#### Information given ####

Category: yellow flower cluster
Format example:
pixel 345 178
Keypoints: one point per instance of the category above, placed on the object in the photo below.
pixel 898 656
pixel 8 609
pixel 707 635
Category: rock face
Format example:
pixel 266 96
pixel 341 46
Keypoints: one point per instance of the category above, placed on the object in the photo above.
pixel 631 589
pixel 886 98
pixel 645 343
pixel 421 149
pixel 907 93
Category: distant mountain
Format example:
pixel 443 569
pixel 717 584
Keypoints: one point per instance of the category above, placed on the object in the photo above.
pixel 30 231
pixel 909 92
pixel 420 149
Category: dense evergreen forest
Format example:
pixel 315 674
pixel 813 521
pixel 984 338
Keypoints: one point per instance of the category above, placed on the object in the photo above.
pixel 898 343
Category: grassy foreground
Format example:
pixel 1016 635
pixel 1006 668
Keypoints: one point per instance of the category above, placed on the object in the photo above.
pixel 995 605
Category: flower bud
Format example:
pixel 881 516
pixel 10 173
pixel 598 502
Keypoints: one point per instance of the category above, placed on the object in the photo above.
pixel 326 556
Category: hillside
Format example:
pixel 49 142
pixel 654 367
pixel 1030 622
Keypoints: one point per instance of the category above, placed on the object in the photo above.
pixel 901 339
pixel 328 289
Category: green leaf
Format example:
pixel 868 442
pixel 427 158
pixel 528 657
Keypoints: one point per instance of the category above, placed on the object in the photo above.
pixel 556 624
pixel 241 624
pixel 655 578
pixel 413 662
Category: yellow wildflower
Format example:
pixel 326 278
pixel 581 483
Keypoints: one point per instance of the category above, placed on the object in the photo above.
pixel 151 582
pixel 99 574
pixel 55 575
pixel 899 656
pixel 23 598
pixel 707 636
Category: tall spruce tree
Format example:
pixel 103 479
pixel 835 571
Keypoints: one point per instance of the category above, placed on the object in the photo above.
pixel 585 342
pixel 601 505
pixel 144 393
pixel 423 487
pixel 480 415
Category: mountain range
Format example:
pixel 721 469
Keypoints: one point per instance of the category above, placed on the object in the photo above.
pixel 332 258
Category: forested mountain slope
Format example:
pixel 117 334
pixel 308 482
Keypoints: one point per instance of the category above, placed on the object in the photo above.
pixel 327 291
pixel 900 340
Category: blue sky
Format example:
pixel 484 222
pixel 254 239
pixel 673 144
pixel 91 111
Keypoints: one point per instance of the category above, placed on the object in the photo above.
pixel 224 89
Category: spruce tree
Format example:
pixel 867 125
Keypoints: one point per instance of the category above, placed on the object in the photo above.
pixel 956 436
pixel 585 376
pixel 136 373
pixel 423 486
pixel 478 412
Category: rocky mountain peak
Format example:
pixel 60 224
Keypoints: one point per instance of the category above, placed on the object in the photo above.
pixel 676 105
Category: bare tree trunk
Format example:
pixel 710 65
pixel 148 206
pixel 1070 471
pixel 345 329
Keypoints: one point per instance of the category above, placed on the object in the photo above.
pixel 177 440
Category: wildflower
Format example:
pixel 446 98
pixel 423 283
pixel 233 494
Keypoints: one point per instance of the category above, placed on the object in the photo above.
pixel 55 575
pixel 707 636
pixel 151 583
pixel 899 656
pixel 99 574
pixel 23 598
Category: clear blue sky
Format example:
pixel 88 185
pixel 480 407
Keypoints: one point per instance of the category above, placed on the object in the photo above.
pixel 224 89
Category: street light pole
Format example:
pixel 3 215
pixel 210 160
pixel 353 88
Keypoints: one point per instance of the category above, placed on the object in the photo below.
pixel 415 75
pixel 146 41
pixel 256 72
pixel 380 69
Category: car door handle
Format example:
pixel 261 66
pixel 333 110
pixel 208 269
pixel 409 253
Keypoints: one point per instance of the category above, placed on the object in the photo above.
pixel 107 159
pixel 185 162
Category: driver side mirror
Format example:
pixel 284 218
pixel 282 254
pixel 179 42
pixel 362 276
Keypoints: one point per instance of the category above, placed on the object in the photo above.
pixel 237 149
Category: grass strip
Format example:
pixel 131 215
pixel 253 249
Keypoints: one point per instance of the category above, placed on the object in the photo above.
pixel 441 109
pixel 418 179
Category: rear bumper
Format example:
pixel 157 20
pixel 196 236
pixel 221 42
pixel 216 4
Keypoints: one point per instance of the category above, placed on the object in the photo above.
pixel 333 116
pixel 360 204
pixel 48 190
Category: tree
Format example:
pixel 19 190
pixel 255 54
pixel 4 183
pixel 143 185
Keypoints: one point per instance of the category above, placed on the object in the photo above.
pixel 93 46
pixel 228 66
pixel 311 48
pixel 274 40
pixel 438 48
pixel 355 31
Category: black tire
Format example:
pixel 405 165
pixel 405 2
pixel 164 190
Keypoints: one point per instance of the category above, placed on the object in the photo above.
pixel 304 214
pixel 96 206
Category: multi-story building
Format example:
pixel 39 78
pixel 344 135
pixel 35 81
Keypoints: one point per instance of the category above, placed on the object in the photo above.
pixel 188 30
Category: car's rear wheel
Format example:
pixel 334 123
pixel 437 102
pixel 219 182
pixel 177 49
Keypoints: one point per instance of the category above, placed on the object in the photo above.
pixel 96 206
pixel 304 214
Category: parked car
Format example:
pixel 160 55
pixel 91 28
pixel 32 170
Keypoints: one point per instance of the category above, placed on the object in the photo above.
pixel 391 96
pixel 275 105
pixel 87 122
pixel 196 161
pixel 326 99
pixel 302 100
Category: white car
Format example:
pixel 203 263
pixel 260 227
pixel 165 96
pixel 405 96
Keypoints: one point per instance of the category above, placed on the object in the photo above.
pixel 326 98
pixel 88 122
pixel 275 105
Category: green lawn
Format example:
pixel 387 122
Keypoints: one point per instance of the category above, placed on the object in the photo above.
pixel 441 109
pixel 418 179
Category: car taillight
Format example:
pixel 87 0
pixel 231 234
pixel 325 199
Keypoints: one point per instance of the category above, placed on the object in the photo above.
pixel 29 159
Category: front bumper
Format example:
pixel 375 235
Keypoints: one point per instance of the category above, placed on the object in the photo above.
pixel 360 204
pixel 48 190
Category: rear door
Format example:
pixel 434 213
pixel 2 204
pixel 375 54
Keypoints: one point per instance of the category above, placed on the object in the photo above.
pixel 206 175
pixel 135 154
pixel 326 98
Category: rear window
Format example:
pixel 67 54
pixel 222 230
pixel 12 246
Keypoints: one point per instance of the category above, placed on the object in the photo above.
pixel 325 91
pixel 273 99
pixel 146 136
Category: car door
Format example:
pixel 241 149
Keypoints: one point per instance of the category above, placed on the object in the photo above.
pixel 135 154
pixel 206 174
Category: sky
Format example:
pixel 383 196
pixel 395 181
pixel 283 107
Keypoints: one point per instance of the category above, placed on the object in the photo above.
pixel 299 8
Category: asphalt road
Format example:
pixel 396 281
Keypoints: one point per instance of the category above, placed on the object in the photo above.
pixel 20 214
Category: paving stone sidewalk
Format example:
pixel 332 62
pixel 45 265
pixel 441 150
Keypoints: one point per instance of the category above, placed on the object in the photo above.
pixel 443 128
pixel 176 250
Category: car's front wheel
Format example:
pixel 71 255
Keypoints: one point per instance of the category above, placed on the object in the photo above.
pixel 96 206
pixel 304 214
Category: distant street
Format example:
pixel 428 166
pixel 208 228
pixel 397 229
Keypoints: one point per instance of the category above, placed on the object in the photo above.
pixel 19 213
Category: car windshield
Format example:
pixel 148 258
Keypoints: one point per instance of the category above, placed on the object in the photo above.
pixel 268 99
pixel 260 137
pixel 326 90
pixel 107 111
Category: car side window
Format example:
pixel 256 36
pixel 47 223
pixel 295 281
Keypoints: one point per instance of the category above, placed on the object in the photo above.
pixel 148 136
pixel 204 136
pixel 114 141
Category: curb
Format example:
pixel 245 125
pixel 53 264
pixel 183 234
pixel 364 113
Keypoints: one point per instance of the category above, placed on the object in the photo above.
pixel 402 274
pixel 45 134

####

→ What this task involves: Please state how many lines of the material contain the word "distant", giving the number alone.

→ Answer section: 2